• _To do_: Arrange every line of the listing below as a Markdown table with two columns, "No." for the row number and "Line" for the text, leaving out any blank lines.
■ ■ ■ ■
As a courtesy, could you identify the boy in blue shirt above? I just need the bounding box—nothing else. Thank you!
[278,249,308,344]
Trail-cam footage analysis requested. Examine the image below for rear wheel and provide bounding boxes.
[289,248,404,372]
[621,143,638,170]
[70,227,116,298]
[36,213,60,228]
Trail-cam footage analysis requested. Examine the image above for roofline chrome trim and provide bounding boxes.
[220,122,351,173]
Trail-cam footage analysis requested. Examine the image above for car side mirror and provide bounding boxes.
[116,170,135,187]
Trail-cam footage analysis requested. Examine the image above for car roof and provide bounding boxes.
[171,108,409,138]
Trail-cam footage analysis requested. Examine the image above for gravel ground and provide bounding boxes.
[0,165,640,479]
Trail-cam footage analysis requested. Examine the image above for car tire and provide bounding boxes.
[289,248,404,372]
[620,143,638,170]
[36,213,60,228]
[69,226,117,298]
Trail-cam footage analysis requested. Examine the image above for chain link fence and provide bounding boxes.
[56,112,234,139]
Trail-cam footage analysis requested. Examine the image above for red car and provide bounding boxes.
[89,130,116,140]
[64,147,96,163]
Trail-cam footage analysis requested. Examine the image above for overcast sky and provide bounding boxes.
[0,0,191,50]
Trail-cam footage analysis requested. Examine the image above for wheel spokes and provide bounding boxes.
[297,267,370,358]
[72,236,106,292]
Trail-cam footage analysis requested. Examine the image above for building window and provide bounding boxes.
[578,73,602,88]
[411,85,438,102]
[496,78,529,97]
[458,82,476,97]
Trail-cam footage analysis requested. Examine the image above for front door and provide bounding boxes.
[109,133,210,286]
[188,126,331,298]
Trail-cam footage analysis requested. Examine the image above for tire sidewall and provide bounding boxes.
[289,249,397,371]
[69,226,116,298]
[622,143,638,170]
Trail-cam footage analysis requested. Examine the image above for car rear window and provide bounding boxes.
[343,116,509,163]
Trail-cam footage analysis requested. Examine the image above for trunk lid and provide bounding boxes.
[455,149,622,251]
■ ■ ■ ■
• _Written reply_:
| No. | Line |
|---|---|
| 1 | As a courtesy, could you identify the boy in blue shirt above? I just need the bounding box—nothing else. Thank you! |
| 2 | [278,249,308,344] |
| 3 | Trail-cam footage analysis requested. Examine the image below for rear wheel and provide bounding boxes. |
| 4 | [289,248,404,372] |
| 5 | [621,143,638,170] |
| 6 | [70,227,116,298] |
| 7 | [36,213,60,228] |
| 8 | Trail-cam footage analysis requested. Examine the image above for roofline chrome trim and provide bounding boxes. |
| 9 | [220,122,351,173] |
| 10 | Trail-cam footage analysis requested. Examine the image above for car side mirror and provide bounding boxes. |
| 11 | [116,170,135,187] |
| 12 | Trail-cam footage analysis requested. Examine the image above for car roof and provide bounding boxes. |
| 13 | [171,108,409,138] |
| 14 | Trail-cam footage analysis requested. Examine the image above for gravel ground and provide bounding boxes. |
| 15 | [0,165,640,479] |
| 16 | Trail-cam footage analysis requested. Examine the image above for car tire and provide bounding boxes. |
| 17 | [289,248,404,372] |
| 18 | [620,143,638,170] |
| 19 | [36,213,60,228] |
| 20 | [69,226,117,298] |
| 21 | Trail-cam footage analysis requested. Examine the image above for chain link fence and provide bounding boxes. |
| 22 | [56,112,234,139] |
| 23 | Trail-cam footage analysis requested. Examine the image above for red car and provide bounding boxes. |
| 24 | [89,130,116,140] |
| 25 | [64,147,96,163] |
| 26 | Trail-cam footage analysis requested. Examine the image above for overcast sky and provide bounding boxes. |
| 27 | [0,0,191,50] |
| 28 | Trail-cam footage analysis requested. Examine the image above for wheel spokes and provide bounding boxes. |
| 29 | [297,267,370,358] |
| 30 | [72,236,106,292] |
| 31 | Trail-cam footage analysis requested. Examine the image above for building window and provide bounding boxes. |
| 32 | [578,73,602,88] |
| 33 | [411,85,438,102] |
| 34 | [496,78,529,97] |
| 35 | [458,82,476,97] |
| 36 | Trail-cam footage analysis requested. Examine the image above for front door and provide bounding boxes. |
| 37 | [109,133,210,286] |
| 38 | [188,126,331,298] |
| 39 | Trail-cam footage analysis requested. Examine the image above for tire sidewall and provide bounding boxes. |
| 40 | [289,249,397,371] |
| 41 | [69,226,116,298] |
| 42 | [622,143,638,170] |
| 43 | Trail-cam footage analysis requested. Examine the image above for car rear window and provide bounding boxes. |
| 44 | [343,116,509,163] |
| 45 | Trail-cam footage analysis requested. Examine the image above for trunk lid and provide bounding boxes. |
| 46 | [455,149,622,251] |